Material shown:

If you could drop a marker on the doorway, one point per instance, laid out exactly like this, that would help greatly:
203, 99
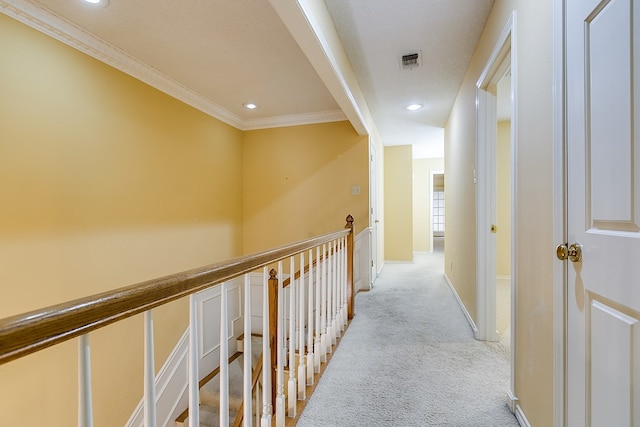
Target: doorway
* * *
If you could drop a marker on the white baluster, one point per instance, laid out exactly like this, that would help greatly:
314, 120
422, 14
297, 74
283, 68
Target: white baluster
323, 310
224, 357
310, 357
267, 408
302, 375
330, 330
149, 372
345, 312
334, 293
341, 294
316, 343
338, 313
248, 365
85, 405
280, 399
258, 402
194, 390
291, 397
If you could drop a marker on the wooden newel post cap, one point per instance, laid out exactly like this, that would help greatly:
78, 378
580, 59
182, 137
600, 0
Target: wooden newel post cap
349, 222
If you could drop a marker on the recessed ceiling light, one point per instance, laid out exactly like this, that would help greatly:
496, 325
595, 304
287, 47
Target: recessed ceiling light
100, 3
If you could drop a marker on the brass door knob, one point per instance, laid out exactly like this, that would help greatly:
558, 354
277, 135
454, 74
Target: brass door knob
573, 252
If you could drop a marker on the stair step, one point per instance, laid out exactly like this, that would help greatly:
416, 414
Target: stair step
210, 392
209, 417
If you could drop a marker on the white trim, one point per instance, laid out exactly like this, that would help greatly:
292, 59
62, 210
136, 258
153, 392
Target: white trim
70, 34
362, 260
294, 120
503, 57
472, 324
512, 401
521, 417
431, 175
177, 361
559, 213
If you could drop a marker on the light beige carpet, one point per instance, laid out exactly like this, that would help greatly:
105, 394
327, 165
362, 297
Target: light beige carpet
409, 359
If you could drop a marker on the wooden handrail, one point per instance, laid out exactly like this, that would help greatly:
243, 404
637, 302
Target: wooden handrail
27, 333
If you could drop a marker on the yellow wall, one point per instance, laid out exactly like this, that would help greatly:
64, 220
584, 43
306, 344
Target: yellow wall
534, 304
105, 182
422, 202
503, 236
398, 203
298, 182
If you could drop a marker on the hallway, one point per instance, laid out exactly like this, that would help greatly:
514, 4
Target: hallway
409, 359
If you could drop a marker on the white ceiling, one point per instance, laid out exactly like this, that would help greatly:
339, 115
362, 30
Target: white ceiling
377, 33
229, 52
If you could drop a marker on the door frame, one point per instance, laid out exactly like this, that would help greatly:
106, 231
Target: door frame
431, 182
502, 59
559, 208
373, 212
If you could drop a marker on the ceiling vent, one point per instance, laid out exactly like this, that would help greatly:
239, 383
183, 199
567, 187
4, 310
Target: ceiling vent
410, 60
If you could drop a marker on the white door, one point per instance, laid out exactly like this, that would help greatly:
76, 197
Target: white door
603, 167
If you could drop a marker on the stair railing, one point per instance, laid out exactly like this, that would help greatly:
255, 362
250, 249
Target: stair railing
...
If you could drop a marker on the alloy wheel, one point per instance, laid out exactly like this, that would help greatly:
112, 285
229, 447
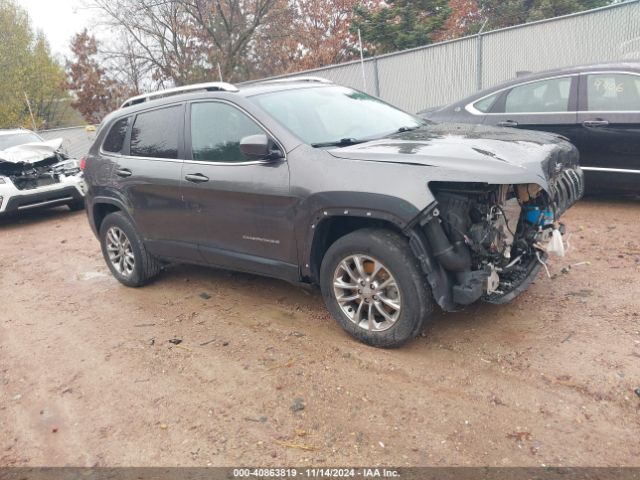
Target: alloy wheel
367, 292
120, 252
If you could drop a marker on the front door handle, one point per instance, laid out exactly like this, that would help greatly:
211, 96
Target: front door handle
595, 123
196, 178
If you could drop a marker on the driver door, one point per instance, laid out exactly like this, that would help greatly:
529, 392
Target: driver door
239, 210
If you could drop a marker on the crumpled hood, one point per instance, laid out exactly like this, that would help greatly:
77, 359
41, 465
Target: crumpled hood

Written task:
Express the data from the line containing "If you could drop a marker on the doorway, one" through the line containing "Target: doorway" as a Markdown table with the columns Row and Line. Number each row, and omit blank lines and pictures.

Result of this exercise:
| Row | Line |
|---|---|
| 1 | If you could drop a marker on the doorway, one point per instance, laid out exactly like this, that would help greatly: |
| 2 | 203, 99 |
| 3 | Target: doorway |